Exercise: Your response should consist solely of the records, written out exactly.

(Dataset excerpts)

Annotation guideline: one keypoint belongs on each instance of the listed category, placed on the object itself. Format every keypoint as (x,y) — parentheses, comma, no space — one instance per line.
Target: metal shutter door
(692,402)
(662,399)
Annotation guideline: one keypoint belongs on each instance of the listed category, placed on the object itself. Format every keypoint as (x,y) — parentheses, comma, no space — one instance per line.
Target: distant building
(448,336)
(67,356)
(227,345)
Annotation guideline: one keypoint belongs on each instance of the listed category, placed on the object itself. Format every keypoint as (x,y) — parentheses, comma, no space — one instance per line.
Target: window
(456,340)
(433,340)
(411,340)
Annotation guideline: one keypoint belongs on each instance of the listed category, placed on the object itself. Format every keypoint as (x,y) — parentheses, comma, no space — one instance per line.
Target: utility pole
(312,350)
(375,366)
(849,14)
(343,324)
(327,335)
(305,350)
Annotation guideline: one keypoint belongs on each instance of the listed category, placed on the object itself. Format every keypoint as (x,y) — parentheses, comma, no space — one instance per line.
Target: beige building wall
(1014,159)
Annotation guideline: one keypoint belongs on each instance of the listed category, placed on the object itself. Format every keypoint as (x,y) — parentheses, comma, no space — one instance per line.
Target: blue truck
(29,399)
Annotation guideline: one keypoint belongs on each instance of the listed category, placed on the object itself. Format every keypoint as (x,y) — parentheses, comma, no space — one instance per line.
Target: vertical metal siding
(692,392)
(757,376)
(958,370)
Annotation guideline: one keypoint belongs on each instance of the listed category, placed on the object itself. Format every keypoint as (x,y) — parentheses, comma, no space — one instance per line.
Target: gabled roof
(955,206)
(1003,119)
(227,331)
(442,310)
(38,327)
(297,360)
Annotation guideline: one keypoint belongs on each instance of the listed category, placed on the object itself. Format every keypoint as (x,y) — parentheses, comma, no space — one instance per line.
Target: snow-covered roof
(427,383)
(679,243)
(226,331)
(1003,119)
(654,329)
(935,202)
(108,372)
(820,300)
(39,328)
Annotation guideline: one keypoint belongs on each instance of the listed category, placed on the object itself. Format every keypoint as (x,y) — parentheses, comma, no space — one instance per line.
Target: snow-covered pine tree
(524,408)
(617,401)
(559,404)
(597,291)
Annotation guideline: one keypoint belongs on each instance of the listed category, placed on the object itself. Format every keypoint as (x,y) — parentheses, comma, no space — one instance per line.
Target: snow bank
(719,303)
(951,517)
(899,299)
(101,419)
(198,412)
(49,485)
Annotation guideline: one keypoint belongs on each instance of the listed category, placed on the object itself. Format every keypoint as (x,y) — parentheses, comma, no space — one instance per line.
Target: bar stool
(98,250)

Reply:
Annotation guideline: one keypoint belongs on each instance of the listed category, placed on the object itself. Format every keypoint as (x,y) — parentheses, comma, no space — one instance per line.
Target: metal shutter door
(692,402)
(662,399)
Annotation guideline: one keypoint belongs on each instance of the listed category, placed on the object itself. Format every keypoint as (x,y) — parentheses, comma, no space — one instance per line.
Target: distant building
(448,336)
(67,356)
(227,345)
Annotation guideline: one keypoint belongs on each instance of the listed category, placed on the object itself. Format every keypoint as (x,y) — parentheses, comma, no space — one instance per line.
Target: window
(456,340)
(433,340)
(411,340)
Annotation guideline: one keypoint belongs on each instance of the listed category, placed on the object itself. Format every keypoint as (x,y) — parentheses, comma, no space — one instance per line.
Target: utility pole
(312,350)
(375,366)
(849,14)
(343,324)
(327,335)
(305,350)
Annotation guideline: one keypoint belongs on each instance of the listed category, placed on the object itself. Format every keypoint as (x,y) — parentheses, comma, no space — one instance per line.
Target: beige building wall
(1014,159)
Annotation guideline: one keypoint belongs on each instance of the listed category, placed on the object itself. Format every keypoint as (x,y) — parentheses, comma, no space — one instance per line.
Target: blue truck
(29,399)
Annotation guideline: one keypoint belongs on each instance of the listed category, placed on the object itself. Format every keypoint as (x,y) — parentheses, comma, no space — one instance per line.
Target: vertical metal siding
(692,392)
(757,376)
(958,370)
Annotation guideline: one keypoint belongs on each instance of the listed category, placed on the object itself. Format every keypoint as (x,y) — parentheses, comma, no space — one instance per line.
Target: gabled roof
(955,206)
(1003,119)
(227,331)
(442,310)
(38,327)
(297,360)
Annotation guideline: one keypoint belongs on each instance of the listed category, placed on the object itself. Format every keypoint as (x,y) — parentheses, comma, no space — one instance per line.
Target: snow-covered roof
(427,383)
(679,243)
(226,331)
(1003,119)
(654,329)
(935,202)
(108,372)
(820,300)
(39,328)
Annotation guideline: one keypoint belongs on each instance of the listed category, placed on the object itself. Format every keypoint as (x,y) — parentheses, comma, no space — one instance per line.
Target: snow-covered pine tree
(524,408)
(617,401)
(559,404)
(597,291)
Annotation guideline: one keypoint belongs on each instance of the listed category, placed on the object itself. Format every keypoint as (x,y) — parentheses, comma, no space — one instance per line.
Target: snow bank
(719,303)
(951,517)
(899,299)
(101,419)
(198,412)
(49,485)
Annotation guideline: one keypoint belongs on each instance of the listed category, placed on the object itself. Format every keypoint as (x,y) — parentheses, comma, no space — one instance per line.
Target: bar stool
(98,250)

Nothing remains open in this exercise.